Task details: Starting at the line that contains "[locate] white cloud (one point each)", transcribe every remaining line of the entries exactly, including the last one.

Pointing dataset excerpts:

******

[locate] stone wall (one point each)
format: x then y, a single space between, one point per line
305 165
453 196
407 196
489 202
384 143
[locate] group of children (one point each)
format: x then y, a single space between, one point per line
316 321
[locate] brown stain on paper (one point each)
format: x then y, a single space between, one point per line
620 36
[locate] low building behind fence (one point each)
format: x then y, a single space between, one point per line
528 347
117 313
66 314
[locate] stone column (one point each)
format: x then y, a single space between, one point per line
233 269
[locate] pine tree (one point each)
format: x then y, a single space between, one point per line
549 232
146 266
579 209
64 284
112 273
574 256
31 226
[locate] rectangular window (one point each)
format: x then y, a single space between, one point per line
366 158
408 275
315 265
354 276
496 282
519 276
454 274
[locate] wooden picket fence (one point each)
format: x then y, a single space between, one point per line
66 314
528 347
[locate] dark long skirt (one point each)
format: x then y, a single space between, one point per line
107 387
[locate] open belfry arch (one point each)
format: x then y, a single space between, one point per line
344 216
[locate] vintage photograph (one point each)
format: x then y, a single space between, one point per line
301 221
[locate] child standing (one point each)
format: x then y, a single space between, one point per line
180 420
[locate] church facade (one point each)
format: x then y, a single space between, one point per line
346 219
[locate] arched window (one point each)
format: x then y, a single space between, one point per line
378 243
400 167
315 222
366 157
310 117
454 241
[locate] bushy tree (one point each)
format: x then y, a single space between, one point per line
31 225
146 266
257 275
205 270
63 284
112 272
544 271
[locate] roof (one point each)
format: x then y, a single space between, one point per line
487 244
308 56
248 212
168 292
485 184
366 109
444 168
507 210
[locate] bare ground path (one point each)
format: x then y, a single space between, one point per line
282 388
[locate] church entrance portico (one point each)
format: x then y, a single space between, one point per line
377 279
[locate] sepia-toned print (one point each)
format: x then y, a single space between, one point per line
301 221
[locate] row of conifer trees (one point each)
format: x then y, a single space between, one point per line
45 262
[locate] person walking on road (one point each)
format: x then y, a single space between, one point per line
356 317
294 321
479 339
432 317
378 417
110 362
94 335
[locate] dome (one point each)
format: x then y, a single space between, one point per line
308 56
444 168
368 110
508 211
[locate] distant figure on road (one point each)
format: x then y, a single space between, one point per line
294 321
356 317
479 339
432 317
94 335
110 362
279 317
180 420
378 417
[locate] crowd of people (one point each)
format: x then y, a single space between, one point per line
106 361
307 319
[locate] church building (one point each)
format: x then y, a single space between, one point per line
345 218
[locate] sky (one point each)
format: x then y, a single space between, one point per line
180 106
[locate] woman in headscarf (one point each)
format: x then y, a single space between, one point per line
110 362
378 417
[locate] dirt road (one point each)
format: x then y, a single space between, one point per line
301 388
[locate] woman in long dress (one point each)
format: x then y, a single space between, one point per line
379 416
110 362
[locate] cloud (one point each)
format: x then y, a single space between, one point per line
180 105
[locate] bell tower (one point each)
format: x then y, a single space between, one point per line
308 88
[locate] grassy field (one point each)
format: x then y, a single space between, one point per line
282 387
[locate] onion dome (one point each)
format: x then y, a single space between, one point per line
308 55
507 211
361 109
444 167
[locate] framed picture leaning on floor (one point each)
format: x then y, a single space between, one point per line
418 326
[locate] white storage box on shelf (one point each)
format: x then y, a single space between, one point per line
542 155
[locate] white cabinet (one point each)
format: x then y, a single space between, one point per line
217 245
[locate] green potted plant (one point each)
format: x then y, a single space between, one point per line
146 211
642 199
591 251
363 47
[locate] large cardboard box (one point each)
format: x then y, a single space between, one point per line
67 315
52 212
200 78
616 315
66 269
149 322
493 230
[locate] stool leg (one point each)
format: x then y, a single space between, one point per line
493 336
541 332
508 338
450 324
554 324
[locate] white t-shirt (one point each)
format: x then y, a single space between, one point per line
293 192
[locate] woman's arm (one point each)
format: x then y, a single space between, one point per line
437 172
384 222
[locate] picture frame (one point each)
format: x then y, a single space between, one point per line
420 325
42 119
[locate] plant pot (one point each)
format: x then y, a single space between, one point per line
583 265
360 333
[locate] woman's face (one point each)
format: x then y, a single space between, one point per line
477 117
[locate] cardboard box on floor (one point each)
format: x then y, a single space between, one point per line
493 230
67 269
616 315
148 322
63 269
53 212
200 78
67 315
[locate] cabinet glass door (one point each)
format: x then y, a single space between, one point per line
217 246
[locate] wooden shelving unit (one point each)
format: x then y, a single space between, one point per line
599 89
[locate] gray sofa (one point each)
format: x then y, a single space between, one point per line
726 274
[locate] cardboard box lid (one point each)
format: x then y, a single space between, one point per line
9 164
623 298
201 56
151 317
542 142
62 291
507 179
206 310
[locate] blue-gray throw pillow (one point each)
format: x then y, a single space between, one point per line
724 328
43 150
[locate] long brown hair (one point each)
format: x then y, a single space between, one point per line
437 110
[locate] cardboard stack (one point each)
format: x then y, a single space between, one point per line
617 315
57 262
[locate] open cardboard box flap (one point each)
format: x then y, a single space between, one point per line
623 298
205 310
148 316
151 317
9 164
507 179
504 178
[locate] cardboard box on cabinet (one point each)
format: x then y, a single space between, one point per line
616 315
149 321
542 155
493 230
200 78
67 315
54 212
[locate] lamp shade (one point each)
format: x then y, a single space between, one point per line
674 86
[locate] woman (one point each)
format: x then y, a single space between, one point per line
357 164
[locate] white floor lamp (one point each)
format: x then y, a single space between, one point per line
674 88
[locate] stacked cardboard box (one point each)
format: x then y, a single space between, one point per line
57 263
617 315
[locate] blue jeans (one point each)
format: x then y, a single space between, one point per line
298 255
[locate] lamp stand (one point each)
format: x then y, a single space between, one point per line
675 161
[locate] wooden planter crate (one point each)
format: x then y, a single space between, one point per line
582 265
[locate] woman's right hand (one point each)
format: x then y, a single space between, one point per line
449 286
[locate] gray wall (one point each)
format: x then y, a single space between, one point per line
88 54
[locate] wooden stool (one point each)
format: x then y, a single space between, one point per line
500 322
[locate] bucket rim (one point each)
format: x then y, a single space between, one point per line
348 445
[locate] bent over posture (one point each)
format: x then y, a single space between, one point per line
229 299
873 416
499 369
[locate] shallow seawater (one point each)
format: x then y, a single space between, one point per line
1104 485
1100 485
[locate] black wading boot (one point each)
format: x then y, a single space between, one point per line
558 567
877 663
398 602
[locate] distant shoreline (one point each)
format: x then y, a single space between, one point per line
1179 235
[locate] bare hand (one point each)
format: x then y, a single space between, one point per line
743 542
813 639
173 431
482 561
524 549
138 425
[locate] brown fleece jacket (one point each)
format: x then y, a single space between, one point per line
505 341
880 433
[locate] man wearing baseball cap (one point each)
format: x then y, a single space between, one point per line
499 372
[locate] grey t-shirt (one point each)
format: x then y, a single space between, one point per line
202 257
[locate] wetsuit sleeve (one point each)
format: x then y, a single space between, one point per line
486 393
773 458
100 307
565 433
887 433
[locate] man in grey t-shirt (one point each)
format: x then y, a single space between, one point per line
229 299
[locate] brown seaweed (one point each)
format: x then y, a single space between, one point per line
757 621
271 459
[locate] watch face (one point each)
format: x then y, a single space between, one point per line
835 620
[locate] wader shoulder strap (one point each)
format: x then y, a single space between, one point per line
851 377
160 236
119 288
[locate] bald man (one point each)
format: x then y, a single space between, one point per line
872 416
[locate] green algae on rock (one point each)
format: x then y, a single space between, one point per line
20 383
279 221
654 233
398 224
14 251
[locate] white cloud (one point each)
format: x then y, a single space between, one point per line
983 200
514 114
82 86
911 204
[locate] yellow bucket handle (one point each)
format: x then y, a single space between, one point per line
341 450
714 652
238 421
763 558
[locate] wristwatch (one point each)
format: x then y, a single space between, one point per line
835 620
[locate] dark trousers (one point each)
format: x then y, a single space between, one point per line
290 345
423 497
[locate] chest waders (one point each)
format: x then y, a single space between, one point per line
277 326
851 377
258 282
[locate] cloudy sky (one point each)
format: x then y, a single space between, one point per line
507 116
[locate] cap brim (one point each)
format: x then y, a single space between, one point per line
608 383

******

Result of this exercise:
[locate] white cloud (one point each)
format: x then y, a single space between, one point per line
983 200
514 114
82 86
911 204
[locate] yellow bucket handle (one point each)
format: x then y, a single space between, one point per line
341 450
714 652
238 421
763 558
[locate] wristwatch (one point each)
format: x then y, a single space between, one point per line
835 620
[locate] dark trousers (one point each)
format: x then y, a single space between, one point per line
290 345
423 497
[locate] chest waders (one point each)
format: x then y, a single space between, one point per line
277 326
851 377
258 282
[locate] cloudy sky (one point each)
format: x then y, a single space between, one point per line
507 116
[locate] cap brim (one point each)
format: x then y, a single space between, one point per line
608 383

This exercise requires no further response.